• [Short task]
Locate every line in the listing below that contains the string "drawer", and copy each such line in full. Treat uppercase and lowercase letters as different.

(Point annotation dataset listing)
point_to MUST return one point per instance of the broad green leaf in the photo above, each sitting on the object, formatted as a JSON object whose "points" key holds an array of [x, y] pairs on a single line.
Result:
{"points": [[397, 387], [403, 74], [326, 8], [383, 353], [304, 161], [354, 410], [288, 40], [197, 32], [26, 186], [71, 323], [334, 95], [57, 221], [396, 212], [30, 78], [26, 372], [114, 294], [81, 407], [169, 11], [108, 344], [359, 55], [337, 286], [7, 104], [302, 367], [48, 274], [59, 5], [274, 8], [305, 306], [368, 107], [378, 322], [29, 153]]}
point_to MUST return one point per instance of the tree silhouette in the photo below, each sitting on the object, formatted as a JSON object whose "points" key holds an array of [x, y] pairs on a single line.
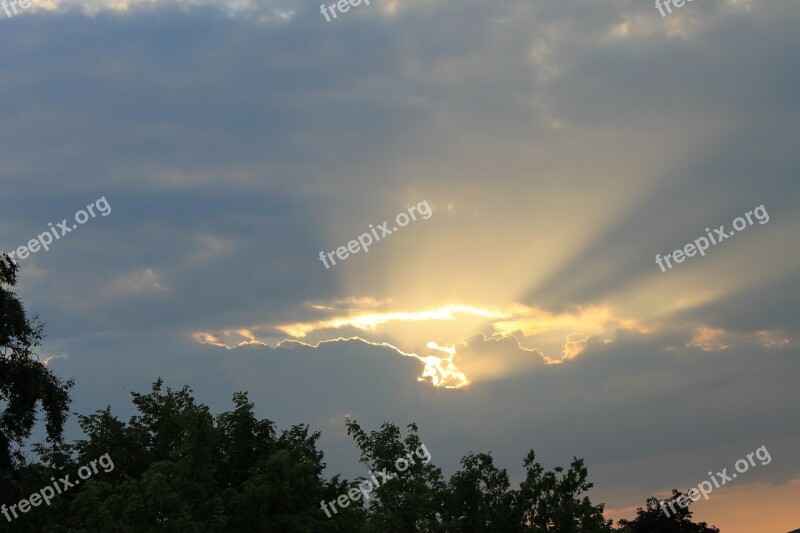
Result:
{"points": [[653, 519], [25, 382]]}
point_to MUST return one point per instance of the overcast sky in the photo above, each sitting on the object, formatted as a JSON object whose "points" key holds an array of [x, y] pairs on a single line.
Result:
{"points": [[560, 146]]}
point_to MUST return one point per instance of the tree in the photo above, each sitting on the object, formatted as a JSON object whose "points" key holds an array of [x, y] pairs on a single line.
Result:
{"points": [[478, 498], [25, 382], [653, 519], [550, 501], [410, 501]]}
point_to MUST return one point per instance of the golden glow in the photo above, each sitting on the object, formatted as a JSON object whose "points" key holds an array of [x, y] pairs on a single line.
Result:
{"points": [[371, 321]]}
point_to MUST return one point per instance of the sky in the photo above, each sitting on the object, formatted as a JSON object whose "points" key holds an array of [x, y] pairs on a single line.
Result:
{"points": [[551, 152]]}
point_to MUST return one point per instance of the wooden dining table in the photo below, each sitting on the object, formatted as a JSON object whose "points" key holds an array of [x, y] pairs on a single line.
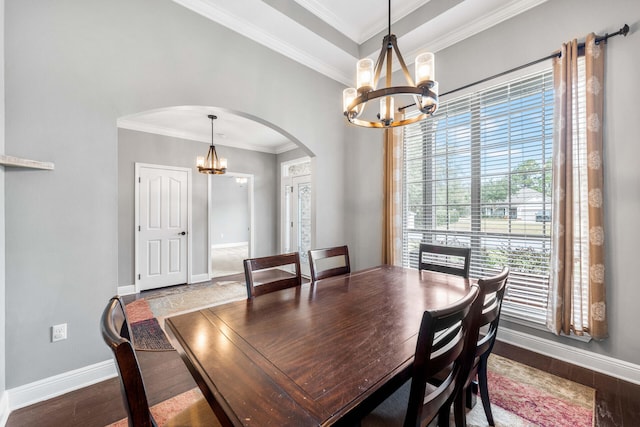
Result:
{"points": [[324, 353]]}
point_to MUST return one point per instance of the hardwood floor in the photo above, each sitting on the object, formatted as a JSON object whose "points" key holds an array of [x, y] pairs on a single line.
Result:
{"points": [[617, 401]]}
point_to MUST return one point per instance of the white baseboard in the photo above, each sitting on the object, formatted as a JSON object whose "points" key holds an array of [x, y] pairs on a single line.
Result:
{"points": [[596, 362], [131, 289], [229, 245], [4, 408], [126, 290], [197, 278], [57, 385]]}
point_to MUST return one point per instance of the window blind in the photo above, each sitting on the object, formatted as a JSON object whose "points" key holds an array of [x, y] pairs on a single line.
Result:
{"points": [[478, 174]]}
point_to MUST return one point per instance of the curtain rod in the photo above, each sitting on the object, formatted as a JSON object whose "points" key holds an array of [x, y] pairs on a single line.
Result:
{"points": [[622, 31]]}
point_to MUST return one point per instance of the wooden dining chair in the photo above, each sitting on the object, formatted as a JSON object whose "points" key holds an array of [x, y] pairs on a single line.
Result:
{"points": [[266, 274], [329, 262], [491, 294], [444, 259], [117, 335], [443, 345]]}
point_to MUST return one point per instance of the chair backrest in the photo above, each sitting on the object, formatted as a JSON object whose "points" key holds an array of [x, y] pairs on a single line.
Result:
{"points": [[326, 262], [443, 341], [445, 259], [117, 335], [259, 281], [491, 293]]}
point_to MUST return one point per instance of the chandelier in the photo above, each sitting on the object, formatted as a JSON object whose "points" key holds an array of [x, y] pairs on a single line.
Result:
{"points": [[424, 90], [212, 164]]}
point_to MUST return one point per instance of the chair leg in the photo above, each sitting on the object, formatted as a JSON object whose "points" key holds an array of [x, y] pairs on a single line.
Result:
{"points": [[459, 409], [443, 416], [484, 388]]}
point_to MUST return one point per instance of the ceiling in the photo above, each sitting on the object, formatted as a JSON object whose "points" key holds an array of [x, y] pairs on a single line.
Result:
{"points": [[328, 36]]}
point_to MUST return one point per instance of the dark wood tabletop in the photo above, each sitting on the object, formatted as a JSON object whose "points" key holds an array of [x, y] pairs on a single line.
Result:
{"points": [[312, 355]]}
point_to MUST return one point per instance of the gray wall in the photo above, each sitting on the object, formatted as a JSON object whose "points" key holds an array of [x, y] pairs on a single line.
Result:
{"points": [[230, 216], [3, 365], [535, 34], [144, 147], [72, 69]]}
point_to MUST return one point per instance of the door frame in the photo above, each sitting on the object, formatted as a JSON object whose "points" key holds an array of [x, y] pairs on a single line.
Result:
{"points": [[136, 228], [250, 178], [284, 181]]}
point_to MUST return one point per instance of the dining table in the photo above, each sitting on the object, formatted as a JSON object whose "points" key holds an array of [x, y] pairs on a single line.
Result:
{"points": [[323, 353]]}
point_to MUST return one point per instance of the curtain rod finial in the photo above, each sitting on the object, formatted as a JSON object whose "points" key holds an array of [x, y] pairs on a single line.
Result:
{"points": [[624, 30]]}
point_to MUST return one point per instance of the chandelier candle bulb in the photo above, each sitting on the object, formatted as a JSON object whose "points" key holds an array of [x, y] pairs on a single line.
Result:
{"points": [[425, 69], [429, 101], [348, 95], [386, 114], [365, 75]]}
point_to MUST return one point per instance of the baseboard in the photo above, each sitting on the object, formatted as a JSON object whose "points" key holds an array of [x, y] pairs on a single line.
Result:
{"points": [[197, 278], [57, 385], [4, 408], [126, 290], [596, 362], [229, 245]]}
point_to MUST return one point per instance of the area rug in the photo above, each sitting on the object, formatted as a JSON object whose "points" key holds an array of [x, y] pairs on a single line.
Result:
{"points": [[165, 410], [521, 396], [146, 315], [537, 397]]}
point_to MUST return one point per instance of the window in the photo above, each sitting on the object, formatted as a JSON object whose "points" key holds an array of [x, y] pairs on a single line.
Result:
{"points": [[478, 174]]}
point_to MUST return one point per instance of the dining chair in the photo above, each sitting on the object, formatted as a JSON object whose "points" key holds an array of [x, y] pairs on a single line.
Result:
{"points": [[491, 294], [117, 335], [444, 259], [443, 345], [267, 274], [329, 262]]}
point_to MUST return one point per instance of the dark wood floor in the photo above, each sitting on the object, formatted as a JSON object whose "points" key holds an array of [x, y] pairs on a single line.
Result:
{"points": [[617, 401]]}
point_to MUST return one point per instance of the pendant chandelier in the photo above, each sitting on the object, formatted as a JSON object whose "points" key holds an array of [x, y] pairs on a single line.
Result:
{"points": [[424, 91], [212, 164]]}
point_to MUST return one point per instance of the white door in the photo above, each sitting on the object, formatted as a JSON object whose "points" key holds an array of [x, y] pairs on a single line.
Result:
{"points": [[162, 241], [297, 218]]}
==
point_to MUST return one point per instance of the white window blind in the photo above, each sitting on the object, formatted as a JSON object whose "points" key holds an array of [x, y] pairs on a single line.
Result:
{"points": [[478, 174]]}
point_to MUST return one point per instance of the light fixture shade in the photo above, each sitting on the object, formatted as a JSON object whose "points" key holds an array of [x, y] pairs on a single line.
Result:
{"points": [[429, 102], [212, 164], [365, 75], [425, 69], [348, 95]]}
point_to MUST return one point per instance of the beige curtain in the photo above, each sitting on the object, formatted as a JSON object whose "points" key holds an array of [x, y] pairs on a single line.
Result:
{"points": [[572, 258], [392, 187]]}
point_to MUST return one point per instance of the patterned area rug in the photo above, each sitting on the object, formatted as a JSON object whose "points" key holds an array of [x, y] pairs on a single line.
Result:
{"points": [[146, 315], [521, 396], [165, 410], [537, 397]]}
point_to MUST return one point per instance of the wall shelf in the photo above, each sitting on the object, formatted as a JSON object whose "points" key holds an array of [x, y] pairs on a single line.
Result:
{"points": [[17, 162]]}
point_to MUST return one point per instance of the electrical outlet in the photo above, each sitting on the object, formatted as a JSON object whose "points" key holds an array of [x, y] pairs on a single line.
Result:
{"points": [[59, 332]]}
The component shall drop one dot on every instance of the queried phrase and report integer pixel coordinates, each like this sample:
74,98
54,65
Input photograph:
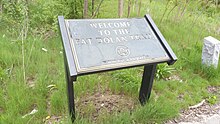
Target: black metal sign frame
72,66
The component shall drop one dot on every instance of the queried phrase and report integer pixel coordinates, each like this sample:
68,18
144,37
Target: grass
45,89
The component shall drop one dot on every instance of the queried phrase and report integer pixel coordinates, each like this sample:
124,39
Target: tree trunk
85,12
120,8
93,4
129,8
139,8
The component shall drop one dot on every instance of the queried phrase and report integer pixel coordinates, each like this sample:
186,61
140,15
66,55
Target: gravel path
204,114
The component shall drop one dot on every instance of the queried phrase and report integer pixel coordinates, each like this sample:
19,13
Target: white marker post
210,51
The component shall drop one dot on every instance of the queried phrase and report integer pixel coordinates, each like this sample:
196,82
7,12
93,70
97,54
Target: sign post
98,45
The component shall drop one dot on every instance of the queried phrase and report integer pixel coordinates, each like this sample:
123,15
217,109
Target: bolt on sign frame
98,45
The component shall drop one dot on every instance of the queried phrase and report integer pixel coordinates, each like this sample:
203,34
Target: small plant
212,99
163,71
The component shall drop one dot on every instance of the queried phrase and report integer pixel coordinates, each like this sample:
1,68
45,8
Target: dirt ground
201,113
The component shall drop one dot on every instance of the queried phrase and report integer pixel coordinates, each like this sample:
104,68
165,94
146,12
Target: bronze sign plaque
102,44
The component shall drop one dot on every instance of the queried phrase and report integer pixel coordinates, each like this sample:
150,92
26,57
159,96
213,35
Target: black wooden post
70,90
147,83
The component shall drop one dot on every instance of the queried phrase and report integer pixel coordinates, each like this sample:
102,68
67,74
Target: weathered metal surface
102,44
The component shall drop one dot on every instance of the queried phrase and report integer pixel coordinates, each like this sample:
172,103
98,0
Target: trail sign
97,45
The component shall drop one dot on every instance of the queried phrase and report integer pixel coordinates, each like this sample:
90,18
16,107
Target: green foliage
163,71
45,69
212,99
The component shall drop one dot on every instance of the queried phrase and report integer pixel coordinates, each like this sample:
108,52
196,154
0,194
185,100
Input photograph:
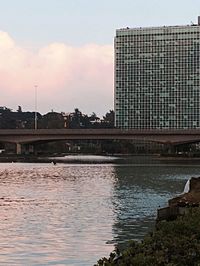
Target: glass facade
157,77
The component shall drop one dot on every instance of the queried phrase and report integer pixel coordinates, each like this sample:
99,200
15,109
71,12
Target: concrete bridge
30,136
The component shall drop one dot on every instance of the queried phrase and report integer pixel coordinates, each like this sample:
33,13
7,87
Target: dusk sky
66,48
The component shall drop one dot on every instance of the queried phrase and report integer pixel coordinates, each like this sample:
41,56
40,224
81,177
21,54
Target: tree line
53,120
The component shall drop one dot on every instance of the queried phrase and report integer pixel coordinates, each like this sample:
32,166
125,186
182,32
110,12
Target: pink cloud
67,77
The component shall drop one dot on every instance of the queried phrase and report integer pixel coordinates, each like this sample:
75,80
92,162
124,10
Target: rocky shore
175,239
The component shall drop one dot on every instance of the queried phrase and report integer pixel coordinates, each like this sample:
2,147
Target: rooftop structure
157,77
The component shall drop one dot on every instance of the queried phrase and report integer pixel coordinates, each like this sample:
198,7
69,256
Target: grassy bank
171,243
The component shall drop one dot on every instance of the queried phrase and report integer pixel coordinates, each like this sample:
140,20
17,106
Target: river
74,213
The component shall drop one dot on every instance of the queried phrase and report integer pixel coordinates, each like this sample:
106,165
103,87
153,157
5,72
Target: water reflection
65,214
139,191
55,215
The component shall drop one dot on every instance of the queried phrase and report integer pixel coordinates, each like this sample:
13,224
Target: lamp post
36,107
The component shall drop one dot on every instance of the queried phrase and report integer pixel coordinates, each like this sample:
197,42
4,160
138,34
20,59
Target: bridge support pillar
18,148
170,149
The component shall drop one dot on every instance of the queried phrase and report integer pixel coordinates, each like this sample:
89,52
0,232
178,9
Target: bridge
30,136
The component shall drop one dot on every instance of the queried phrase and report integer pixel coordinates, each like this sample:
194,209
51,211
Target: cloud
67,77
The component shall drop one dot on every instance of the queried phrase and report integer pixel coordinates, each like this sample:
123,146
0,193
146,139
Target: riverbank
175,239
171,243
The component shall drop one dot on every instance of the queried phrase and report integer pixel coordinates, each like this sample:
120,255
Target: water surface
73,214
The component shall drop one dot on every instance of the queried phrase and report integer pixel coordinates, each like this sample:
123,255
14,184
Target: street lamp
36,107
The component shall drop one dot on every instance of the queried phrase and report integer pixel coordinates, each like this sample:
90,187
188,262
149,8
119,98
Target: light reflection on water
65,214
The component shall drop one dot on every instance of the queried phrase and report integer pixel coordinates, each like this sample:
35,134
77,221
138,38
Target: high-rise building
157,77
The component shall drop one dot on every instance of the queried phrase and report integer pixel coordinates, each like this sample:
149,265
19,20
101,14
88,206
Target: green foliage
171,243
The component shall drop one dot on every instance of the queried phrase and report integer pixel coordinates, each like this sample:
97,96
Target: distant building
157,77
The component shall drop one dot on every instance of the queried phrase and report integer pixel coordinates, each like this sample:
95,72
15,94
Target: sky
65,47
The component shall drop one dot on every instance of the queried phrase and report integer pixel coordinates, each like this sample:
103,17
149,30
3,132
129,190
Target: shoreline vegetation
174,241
--
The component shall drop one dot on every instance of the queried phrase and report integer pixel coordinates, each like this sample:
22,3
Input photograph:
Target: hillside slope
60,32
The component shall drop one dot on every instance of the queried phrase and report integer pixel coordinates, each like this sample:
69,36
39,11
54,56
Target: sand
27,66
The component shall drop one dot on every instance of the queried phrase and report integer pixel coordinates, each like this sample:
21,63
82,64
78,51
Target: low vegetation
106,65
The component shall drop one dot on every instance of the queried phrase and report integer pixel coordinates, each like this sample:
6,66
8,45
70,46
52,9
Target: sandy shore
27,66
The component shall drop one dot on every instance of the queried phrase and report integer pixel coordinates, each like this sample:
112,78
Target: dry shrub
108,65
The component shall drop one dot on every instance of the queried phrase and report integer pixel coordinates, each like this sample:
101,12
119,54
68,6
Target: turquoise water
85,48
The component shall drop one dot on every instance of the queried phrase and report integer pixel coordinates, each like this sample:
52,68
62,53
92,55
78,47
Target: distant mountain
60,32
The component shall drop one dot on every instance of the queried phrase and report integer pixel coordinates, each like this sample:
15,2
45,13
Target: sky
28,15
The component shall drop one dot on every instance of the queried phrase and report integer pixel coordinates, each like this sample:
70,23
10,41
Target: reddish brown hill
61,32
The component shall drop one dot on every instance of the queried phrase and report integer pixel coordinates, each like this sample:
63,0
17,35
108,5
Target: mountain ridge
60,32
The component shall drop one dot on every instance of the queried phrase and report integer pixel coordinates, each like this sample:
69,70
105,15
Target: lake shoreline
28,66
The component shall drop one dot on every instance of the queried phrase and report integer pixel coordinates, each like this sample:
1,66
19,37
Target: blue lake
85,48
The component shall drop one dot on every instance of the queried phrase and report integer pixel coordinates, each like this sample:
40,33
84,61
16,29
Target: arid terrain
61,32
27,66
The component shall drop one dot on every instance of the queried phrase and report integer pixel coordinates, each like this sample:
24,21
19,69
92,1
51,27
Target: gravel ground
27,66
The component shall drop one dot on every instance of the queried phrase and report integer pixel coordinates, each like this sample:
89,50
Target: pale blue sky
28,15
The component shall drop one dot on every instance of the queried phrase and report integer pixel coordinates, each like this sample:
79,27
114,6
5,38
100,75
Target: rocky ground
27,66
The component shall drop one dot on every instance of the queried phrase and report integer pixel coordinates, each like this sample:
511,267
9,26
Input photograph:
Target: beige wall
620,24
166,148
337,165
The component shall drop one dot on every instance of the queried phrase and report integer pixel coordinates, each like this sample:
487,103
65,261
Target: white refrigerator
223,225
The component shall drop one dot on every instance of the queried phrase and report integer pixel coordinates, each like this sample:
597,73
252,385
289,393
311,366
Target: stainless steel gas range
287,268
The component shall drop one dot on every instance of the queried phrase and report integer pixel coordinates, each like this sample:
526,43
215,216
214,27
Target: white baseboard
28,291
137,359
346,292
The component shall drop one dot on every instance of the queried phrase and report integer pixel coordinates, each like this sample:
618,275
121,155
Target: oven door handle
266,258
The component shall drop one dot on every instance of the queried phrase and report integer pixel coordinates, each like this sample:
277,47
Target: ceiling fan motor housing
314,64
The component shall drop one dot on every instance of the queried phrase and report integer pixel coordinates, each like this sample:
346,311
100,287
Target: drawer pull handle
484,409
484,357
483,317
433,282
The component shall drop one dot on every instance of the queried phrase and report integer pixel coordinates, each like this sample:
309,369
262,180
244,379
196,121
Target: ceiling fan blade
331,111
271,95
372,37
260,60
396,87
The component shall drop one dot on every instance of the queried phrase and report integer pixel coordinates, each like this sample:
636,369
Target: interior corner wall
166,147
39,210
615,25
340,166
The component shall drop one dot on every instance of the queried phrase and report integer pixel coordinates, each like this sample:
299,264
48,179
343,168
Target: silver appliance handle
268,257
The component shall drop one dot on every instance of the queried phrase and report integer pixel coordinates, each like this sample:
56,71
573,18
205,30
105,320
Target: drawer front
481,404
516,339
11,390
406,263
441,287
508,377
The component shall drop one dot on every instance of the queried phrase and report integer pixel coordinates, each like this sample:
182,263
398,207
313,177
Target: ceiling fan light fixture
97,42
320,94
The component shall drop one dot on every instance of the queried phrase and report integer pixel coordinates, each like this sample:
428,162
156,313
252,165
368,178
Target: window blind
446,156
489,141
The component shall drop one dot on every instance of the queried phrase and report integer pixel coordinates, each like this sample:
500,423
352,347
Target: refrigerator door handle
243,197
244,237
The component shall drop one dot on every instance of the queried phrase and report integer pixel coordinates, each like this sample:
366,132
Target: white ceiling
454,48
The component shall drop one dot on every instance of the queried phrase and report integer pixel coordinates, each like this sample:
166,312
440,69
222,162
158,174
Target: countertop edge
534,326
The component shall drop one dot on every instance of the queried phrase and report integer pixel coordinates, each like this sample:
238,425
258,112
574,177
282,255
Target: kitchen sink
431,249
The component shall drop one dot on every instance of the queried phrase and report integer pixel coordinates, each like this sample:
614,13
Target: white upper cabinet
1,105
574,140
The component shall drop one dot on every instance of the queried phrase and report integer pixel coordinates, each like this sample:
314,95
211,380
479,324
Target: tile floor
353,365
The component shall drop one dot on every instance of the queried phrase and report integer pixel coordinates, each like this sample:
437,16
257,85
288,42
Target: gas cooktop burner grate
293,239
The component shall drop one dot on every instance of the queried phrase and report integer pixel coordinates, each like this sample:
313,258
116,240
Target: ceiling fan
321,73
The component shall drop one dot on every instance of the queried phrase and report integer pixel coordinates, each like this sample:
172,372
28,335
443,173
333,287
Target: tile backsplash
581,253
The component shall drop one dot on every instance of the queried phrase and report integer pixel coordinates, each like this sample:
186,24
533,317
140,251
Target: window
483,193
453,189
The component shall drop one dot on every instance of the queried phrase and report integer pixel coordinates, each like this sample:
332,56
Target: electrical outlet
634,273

• [Answer to the task]
Target: drawer pull handle
Target: drawer front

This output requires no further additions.